WHAT YOU HAVE TO DO: Copy the lines below verbatim, starting at the beginning of the items and ending at the line containing "(81, 79), (133, 146)", with both ends included. Omit the pictures from your answer.

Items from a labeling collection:
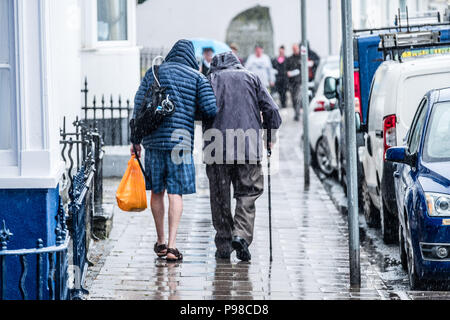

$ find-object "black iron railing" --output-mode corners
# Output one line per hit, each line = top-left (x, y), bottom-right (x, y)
(61, 118), (104, 299)
(0, 204), (70, 300)
(81, 79), (133, 146)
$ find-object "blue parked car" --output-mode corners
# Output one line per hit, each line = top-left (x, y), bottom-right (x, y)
(386, 88), (450, 289)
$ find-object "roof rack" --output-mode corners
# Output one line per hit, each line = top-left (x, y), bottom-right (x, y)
(378, 31), (450, 62)
(394, 10), (442, 26)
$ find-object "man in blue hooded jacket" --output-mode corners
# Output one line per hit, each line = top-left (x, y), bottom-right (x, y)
(131, 40), (217, 261)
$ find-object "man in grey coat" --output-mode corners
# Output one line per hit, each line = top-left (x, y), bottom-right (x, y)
(204, 52), (281, 261)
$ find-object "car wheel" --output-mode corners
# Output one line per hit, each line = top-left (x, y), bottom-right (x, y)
(406, 223), (426, 290)
(398, 226), (408, 272)
(362, 181), (380, 228)
(316, 138), (334, 176)
(380, 196), (398, 244)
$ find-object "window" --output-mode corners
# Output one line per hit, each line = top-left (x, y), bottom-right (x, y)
(97, 0), (128, 41)
(408, 99), (428, 154)
(0, 1), (16, 166)
(424, 102), (450, 162)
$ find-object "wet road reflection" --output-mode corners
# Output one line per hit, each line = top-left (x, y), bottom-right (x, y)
(90, 110), (386, 300)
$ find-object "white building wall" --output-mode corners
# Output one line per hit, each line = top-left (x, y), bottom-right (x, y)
(48, 0), (81, 132)
(80, 0), (140, 105)
(137, 0), (341, 56)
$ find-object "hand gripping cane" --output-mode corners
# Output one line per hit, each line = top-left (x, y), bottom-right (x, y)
(267, 129), (273, 262)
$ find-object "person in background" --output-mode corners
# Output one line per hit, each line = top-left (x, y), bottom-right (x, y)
(230, 42), (244, 65)
(272, 46), (288, 109)
(204, 52), (282, 261)
(286, 43), (302, 121)
(245, 45), (275, 89)
(308, 41), (320, 82)
(200, 48), (214, 77)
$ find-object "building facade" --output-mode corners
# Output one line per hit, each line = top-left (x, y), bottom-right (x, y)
(0, 0), (139, 298)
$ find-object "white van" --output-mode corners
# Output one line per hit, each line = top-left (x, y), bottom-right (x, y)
(360, 55), (450, 243)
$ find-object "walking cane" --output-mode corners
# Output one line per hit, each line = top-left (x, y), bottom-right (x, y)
(267, 129), (273, 262)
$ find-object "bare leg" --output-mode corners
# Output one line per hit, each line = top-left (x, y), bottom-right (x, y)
(169, 194), (183, 251)
(151, 191), (166, 245)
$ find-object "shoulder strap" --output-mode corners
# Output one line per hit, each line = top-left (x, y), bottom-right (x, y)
(141, 66), (159, 110)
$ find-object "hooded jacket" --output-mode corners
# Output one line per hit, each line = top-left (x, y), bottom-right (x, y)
(205, 52), (281, 163)
(134, 40), (217, 151)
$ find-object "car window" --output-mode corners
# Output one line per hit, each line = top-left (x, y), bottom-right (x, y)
(367, 75), (377, 127)
(406, 98), (427, 142)
(408, 99), (428, 154)
(423, 102), (450, 162)
(368, 70), (387, 132)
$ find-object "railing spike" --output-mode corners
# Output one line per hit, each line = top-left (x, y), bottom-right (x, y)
(0, 220), (13, 251)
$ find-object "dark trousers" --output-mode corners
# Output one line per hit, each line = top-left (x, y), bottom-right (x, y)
(206, 164), (264, 252)
(289, 83), (301, 117)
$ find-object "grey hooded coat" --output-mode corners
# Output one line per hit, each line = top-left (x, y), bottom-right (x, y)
(204, 52), (281, 163)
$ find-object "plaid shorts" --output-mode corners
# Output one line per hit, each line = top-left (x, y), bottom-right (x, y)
(145, 149), (196, 195)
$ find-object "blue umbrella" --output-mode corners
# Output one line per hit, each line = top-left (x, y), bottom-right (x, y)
(190, 39), (231, 59)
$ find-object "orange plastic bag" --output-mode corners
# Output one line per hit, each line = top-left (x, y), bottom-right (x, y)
(116, 155), (147, 212)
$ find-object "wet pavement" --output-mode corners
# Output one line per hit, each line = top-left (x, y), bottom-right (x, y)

REPLY TO THE TASK:
$ find-object "black iron railing" --output-mode corners
# Output one line per hit, each line = top-left (x, y), bottom-right (x, y)
(61, 118), (104, 299)
(0, 204), (70, 300)
(81, 79), (133, 146)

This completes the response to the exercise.